BRANO MOSTRATO:
^^^^^^^^

Comuni Riuniti di Chiaiano e Polvica
Furono i francesi di Gioacchino Murat entrati a Napoli nel 1806 a riunire in un sol comprensorio i territori di Polvica, Santa Croce e Chiaiano e chiamarli tutti quanti solo e semplicemente, Chiaiano oggi è ancora ricordato con un regio decreto del 1807, in custodia presso l'Archivio Storico di Napoli, numero 1890 del fondo Intendenza di Napoli.Esiste però un documento che precisa il punto di vista dei Conuni Riunti di Chiaiano ricadenti amministrativamente nel distretto di Marano e Pozzuoli fino al 1848.
Questo documento è in custodia presso l'Archivio Storico della Diocesi di Marano, fondo Marzolla, Carta dei Contorni di Napoli, 1848.
Prima dell'avvento dei francesi colonizzatori del Sud Italia, in quest'angolo di Paese, la distinzione tra casalesi del demanio, i pastori del barone ed i contadini della collina era ancora molto forte. L'idea economica del luogo era quello della continua messa a coltura di enormi appezzamenti di terreno senza soluzioni di continuità con le fondazioni immobiliari ed i suoi abitanti vivevano ancora senza prospettiva differente, come agricoltori, artigiani e pochissimi alle dipendenze del Comune.
Fu sopratutto una storia di contributi diretti cioè quelle quote messe a carico della Provincia pagate annualmente e da ripartire per i Comuni dell'Intendenza ed i contributi indiretti, cioè quelli provenienti dalle casse dei privati, tra i quali anche i contadini da ripartire altrimenti ad altri, c'è scritto, regi agenti.

^^^^^^^^

RICHIESTA SCRITTA 1: Secondo il brano su Chiaiano, in quale anno entrarono a Napoli i francesi di Gioacchino Murat?
RICHIESTA SCRITTA 2: Individua nei record ogni riga che contiene la parola "dark" e copiala.
Il brano e i record sono materiali indipendenti tra loro.

Record di contorni di regioni denominate:
^^^^^^^^

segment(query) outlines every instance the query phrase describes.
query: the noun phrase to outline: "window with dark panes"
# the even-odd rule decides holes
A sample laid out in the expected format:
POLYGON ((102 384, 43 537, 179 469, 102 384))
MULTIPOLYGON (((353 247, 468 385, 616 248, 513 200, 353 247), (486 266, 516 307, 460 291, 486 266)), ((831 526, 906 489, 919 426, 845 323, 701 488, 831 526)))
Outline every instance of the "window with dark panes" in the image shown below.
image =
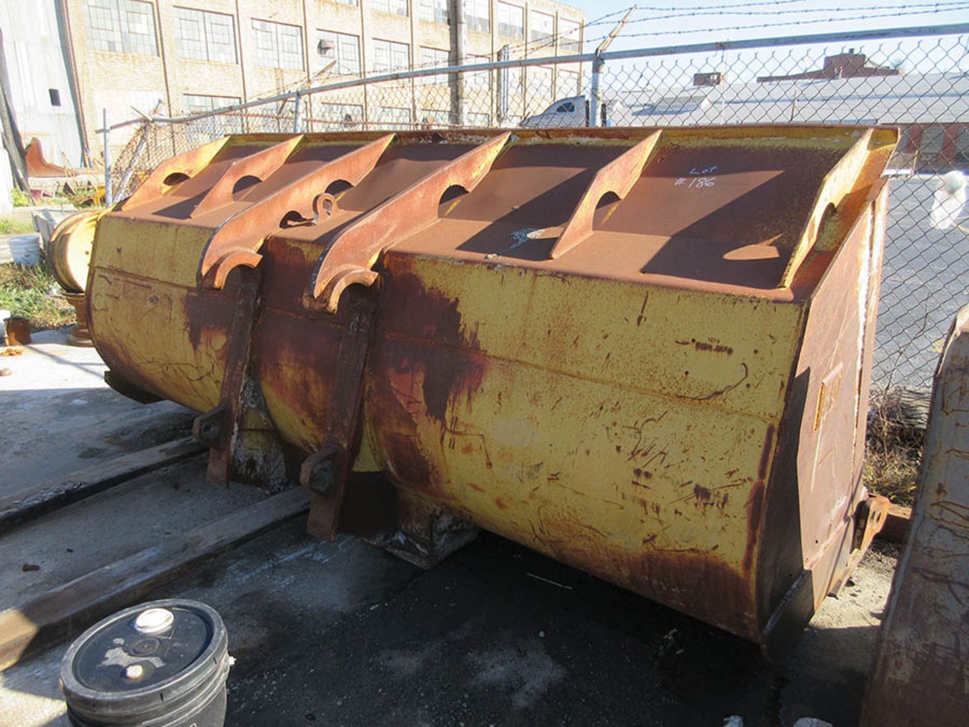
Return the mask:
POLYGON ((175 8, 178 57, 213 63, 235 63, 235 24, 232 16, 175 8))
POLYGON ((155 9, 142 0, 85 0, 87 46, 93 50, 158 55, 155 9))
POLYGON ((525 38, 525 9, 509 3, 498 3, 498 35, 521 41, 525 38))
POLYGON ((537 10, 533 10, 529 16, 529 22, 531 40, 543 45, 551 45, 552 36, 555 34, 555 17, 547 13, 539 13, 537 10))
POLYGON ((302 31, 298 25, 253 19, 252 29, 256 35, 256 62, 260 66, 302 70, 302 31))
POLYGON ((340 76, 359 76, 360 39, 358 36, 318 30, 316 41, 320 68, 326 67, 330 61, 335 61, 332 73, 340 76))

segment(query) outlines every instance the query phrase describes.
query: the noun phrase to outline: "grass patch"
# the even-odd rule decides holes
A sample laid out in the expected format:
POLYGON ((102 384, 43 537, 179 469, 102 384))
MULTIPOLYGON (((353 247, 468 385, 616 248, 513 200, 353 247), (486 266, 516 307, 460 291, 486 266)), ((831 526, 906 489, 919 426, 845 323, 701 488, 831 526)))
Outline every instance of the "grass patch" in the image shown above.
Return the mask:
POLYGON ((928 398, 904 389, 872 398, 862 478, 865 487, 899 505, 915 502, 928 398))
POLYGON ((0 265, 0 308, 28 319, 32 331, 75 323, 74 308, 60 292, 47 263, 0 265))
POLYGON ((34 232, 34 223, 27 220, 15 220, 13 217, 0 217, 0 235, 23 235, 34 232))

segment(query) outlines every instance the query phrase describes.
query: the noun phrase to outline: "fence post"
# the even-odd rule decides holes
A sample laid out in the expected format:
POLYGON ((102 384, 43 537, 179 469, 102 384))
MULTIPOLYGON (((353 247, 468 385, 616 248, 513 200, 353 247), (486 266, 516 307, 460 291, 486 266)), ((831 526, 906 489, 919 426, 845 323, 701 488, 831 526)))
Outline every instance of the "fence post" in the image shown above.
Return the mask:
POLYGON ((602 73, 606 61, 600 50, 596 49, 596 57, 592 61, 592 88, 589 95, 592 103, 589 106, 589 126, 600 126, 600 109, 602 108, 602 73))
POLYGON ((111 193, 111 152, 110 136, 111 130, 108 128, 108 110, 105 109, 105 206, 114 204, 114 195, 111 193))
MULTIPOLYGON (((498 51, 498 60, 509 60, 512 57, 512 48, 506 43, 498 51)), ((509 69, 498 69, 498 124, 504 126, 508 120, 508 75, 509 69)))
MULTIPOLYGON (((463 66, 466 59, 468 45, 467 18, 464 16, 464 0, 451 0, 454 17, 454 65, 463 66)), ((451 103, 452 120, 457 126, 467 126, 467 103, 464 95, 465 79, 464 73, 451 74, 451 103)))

^^^^^^^^

SOLUZIONE PROPOSTA 1: Nel 1806.

SOLUZIONE PROPOSTA 2:
query: the noun phrase to outline: "window with dark panes"
Outline every instance of the "window with dark panes" in the image shown below.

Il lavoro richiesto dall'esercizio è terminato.